The number of patients has reached 647, of which 466 are in national capital Dili

Timor-Leste records spike in dengue fever cases

Dengue fever patients being treated at the Vera Cruz Health Care Center after a major outbreak in Timor-Leste. (Photo: Timor-Leste Ministry of Health)

Published: January 22, 2022 05:07 AM GMT

Updated: January 22, 2022 05:17 AM GMT

Timor-Leste has recorded a significant increase in dengue fever cases with this year’s death toll already touching 14, making it the deadliest year in recent times.

A report by the Ministry of Health published on Jan. 20 confirmed that the 14 deaths recorded so far this year had surpassed the 11 and 10 deaths recorded in 2021 and 2020 respectively.

Of the 14 deaths, six were reported in the national capital Dili, four in the municipality of Ermera, two in the municipality of Covalima and one each in the municipality of Ainaro and Bobonaro, the report revealed.

The total number of cases in the island nation in Southeast Asia has reached 647, of which 466 are in Dili.

The number is almost 72 percent of the total cases recorded throughout 2021 and around 45 percent of the total cases recorded in 2020.

Available data —
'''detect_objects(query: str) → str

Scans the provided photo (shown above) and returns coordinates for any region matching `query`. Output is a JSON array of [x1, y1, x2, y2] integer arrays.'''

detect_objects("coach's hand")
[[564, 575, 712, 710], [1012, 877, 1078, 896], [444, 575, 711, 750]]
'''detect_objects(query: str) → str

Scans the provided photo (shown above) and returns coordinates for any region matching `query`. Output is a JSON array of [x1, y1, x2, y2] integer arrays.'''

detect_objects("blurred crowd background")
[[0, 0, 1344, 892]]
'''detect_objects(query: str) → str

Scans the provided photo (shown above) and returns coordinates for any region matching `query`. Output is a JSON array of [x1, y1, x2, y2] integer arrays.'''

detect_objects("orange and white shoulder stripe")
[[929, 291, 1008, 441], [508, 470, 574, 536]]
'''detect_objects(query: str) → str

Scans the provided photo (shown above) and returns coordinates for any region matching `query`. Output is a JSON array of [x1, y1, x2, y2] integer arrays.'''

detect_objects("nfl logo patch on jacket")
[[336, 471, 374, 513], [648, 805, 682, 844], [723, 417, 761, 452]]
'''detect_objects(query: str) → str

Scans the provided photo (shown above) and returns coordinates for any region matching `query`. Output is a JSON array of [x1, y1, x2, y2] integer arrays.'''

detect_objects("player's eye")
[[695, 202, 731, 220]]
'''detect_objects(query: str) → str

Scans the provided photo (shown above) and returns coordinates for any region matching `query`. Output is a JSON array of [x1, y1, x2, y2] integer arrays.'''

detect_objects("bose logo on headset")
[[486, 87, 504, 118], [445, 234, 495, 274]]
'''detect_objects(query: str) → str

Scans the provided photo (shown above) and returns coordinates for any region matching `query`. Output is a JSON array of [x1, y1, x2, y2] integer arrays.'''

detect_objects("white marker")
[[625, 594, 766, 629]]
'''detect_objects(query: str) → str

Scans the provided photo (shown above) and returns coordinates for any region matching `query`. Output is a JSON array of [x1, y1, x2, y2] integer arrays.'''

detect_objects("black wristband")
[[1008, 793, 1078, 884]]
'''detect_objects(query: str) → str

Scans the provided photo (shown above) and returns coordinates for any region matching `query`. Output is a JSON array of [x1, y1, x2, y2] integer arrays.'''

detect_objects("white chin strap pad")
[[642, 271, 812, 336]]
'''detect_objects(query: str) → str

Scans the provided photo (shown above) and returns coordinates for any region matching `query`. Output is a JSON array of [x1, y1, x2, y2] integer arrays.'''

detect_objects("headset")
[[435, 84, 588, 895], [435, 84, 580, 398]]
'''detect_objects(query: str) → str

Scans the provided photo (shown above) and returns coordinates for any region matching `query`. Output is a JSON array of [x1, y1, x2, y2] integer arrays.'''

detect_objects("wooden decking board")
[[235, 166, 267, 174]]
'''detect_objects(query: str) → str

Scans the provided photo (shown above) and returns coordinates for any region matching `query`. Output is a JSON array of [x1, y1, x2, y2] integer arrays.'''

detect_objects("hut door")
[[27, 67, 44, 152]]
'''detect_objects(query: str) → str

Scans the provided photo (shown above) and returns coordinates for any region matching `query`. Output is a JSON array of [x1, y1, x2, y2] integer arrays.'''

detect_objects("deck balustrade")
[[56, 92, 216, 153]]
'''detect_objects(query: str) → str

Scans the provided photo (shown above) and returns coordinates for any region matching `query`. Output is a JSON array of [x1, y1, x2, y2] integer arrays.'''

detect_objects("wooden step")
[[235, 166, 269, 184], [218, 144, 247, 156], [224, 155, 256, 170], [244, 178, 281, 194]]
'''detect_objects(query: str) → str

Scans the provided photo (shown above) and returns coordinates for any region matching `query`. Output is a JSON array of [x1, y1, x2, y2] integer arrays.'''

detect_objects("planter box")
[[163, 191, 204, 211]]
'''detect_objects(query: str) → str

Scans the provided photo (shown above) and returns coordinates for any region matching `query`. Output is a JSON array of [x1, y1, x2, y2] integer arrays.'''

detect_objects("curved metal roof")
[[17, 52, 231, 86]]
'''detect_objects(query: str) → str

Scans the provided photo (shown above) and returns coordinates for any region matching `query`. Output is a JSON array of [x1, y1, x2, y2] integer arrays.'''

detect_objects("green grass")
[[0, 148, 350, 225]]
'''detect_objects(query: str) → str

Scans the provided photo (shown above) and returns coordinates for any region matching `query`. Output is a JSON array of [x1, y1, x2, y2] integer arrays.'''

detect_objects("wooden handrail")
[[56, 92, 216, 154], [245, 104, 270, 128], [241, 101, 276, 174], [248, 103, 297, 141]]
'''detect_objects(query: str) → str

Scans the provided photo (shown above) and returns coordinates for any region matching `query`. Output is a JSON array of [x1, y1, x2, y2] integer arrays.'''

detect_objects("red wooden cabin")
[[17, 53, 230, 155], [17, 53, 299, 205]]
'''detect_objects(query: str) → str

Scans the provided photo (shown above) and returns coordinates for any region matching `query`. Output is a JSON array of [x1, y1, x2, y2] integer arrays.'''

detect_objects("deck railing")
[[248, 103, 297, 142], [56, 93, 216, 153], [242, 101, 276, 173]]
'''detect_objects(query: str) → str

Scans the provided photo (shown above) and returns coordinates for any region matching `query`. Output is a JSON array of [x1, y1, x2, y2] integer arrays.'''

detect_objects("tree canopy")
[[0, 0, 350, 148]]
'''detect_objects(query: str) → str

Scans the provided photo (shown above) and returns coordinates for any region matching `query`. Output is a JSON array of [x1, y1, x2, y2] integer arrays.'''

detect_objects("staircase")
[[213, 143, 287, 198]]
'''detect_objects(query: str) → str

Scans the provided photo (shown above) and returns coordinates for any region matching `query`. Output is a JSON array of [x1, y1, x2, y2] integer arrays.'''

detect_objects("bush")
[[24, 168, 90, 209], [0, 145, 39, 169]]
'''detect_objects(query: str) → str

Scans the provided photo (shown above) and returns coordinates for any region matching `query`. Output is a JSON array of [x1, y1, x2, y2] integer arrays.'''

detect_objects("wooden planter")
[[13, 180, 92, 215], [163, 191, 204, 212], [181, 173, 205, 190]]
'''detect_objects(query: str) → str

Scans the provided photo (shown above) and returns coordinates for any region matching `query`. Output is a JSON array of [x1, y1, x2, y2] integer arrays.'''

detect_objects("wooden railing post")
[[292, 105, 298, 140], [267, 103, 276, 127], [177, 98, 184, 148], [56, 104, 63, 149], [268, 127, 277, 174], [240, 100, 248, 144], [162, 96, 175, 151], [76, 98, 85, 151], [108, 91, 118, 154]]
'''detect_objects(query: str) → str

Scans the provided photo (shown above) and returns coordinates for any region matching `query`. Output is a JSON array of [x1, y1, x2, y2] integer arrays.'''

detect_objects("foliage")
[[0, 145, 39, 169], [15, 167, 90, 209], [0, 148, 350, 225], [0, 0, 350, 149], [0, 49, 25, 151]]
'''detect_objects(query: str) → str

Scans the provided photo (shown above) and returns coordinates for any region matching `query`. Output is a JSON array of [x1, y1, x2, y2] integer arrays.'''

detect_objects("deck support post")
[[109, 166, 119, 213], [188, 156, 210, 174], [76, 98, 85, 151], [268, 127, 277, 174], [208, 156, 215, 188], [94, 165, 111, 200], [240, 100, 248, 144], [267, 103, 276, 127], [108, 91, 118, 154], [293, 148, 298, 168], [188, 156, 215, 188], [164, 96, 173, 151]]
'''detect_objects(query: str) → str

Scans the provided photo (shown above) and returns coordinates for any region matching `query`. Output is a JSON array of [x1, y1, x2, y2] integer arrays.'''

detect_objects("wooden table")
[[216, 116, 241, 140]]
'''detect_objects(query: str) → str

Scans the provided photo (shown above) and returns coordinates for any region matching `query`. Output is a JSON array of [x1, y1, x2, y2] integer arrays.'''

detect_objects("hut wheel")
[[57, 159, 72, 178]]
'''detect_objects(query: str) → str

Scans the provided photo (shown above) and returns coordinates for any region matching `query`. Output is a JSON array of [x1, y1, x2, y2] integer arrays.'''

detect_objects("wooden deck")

Task list —
**a.** According to the dengue article, how many of this year's 14 deaths were reported in the municipality of Ermera?
**b.** Pick up the dengue article after its last sentence and carry it on.
The rows have no connection to the dengue article.

Answers provided —
**a.** Four.

**b.**
The report further stated that a majority of the patients were children under 14 years. Some 45.7 percent of affected children were between 5-14 years, 34 percent between 1-4 years and 7.7 percent under a year old.

We urge residents in Dili and other cities to immediately go to the nearest health facility when experiencing symptoms of dengue fever

The report conceded that apart from infrastructure problems, the Catholic-majority country's health system is facing a shortage of doctors and other health professionals and that the situation could worsen in the coming months.

"We urge residents in Dili and other cities to immediately go to the nearest health facility when experiencing symptoms of dengue fever," the ministry said in the report.

The outbreak has forced authorities to use health facilities previously designated for isolation of Covid-19 patients, such as the Vera Cruz Health Care Center, as places to treat dengue fever patients after the state's main Guido Valadares National Hospital was overwhelmed. Since Jan. 5, the center has treated 200 dengue patients.

Meanwhile, the World Health Organization (WHO) in Timor-Leste has pledged its support by undertaking to help the government share comprehensive information with the public on dengue fever control and treatment.

“WHO is offering technical support for dengue prevention communications through its official website, Facebook, television, radio and online media,” said Arvind Mathur, WHO representative in Timor-Leste.

WHO has also provided financial assistance of US$200,000 along with 10,000 dengue fever detection kits and mosquito-repellent powder and liquid, reported state news agency Tatoli.